◆ **Exercise brief**
Can you format every line of the data below as a Markdown table with the columns Row and Line text, numbering each row and skipping blank lines?

◆ **Material**

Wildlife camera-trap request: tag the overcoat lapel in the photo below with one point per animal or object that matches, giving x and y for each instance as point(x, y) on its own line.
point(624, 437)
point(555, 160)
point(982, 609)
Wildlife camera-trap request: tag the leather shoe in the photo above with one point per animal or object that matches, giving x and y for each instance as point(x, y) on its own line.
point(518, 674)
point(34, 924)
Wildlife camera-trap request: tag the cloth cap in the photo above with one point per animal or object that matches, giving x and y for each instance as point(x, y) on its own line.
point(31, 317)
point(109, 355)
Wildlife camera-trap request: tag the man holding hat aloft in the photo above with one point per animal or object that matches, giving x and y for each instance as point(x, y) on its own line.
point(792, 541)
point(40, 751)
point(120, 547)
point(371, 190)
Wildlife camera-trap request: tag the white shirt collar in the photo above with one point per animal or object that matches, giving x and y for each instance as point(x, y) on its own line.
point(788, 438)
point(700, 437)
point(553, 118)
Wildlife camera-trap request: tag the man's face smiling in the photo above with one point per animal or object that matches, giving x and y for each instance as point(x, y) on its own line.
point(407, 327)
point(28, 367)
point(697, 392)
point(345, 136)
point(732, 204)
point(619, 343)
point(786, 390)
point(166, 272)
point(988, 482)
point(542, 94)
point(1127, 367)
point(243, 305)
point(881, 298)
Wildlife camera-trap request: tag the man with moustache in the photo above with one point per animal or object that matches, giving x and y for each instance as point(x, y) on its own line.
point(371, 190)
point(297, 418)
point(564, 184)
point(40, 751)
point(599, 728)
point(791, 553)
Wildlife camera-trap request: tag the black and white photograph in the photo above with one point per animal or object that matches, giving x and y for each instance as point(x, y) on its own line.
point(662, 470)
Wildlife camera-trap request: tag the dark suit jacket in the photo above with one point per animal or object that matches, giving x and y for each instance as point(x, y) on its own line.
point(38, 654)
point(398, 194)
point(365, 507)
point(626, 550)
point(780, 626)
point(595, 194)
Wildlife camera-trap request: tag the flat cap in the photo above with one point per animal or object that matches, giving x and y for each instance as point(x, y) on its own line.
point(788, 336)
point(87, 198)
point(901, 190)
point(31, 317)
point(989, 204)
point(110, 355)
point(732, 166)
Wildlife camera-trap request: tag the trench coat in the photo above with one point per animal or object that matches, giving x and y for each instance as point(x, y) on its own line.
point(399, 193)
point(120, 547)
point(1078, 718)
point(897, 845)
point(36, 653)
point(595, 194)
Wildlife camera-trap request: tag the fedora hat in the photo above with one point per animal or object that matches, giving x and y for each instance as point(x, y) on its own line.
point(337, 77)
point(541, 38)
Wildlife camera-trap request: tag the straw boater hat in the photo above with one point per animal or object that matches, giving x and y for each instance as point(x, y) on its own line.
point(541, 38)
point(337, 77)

◆ **Full output**
| Row | Line text |
|---|---|
| 1 | Wildlife camera-trap request: tag the overcoat lapel in the photo below with one point per animal or object that matches, giving x and y for each instance as point(x, y) on its own line. |
| 2 | point(624, 437) |
| 3 | point(555, 160) |
| 4 | point(982, 609) |
| 5 | Wildlife camera-trap request: tag the leather shoe in the photo above with one point per animal or object that matches, giving x and y for each instance as point(x, y) on its own line. |
| 6 | point(518, 674) |
| 7 | point(34, 924) |
| 8 | Wildlife camera-trap request: tag the cloth cap in the photo above with one point per animal or object that matches, giving x and y for each instance as point(x, y) on its own line. |
| 9 | point(31, 317) |
| 10 | point(109, 355) |
| 11 | Wildlife camera-trap request: tag the man holding hat aloft in the photo above with one point per animal or object that matches, giving x and y for each instance as point(x, y) on its own line. |
| 12 | point(792, 541) |
| 13 | point(40, 751) |
| 14 | point(120, 547) |
| 15 | point(371, 190) |
| 16 | Wildlife camera-trap request: tag the white shirt collar in the photo above with one point per animal or object that matches, giving x and y for each instance as point(x, y) on its own line. |
| 17 | point(788, 438) |
| 18 | point(700, 437) |
| 19 | point(553, 118) |
| 20 | Wildlife camera-trap request: tag the man's face smiling in the photo above with one point per animal or object that matches, giving x and y for each instance as point(x, y) on its own line. |
| 21 | point(407, 327) |
| 22 | point(28, 367) |
| 23 | point(697, 392) |
| 24 | point(345, 136) |
| 25 | point(732, 204) |
| 26 | point(619, 343) |
| 27 | point(786, 390) |
| 28 | point(166, 272) |
| 29 | point(988, 482) |
| 30 | point(542, 94) |
| 31 | point(1127, 367) |
| 32 | point(243, 305) |
| 33 | point(881, 298) |
| 34 | Wildlife camera-trap request: tag the man with moustache in the photo above with one point per animal or object that matches, giving x and y for each instance as point(x, y) on its own line. |
| 35 | point(371, 190) |
| 36 | point(297, 418) |
| 37 | point(564, 184) |
| 38 | point(40, 751) |
| 39 | point(599, 728) |
| 40 | point(791, 553) |
| 41 | Wildlife camera-trap request: tag the black and white photograph in the photo above with one point per animal or object that matches, giving x and y for each instance as point(x, y) on its own line. |
| 42 | point(662, 470) |
| 43 | Wildlife camera-trap request: tag the dark suit jacket in the photo above with one point per animal or object that matches, giving x and y for each instance as point(x, y) on its own line. |
| 44 | point(38, 654) |
| 45 | point(398, 194) |
| 46 | point(365, 507) |
| 47 | point(626, 550) |
| 48 | point(780, 626) |
| 49 | point(595, 194) |
| 50 | Wildlife camera-trap request: tag the flat cap in the photo above with one point per animal or object that matches, giving x and y for each instance as point(x, y) on its own line. |
| 51 | point(788, 336) |
| 52 | point(87, 198) |
| 53 | point(901, 190) |
| 54 | point(31, 317) |
| 55 | point(989, 204) |
| 56 | point(110, 355) |
| 57 | point(732, 166) |
| 58 | Wildlife camera-trap request: tag the trench coat in the photo above with one point per animal or object that matches, giving x and y for each instance as point(x, y) on its own line. |
| 59 | point(399, 193) |
| 60 | point(120, 547) |
| 61 | point(1078, 718) |
| 62 | point(897, 845) |
| 63 | point(36, 653) |
| 64 | point(595, 194) |
| 65 | Wildlife camera-trap request: tag the fedora hat in the photo above with one point per animal or object that matches, giving x and y for each instance as point(x, y) on its own line. |
| 66 | point(337, 77) |
| 67 | point(541, 38) |
| 68 | Wildlife camera-trap request: tag the straw boater hat in the photo above with one point per animal or object that matches, giving x and y for each instance as point(x, y) on its own line. |
| 69 | point(541, 38) |
| 70 | point(337, 77) |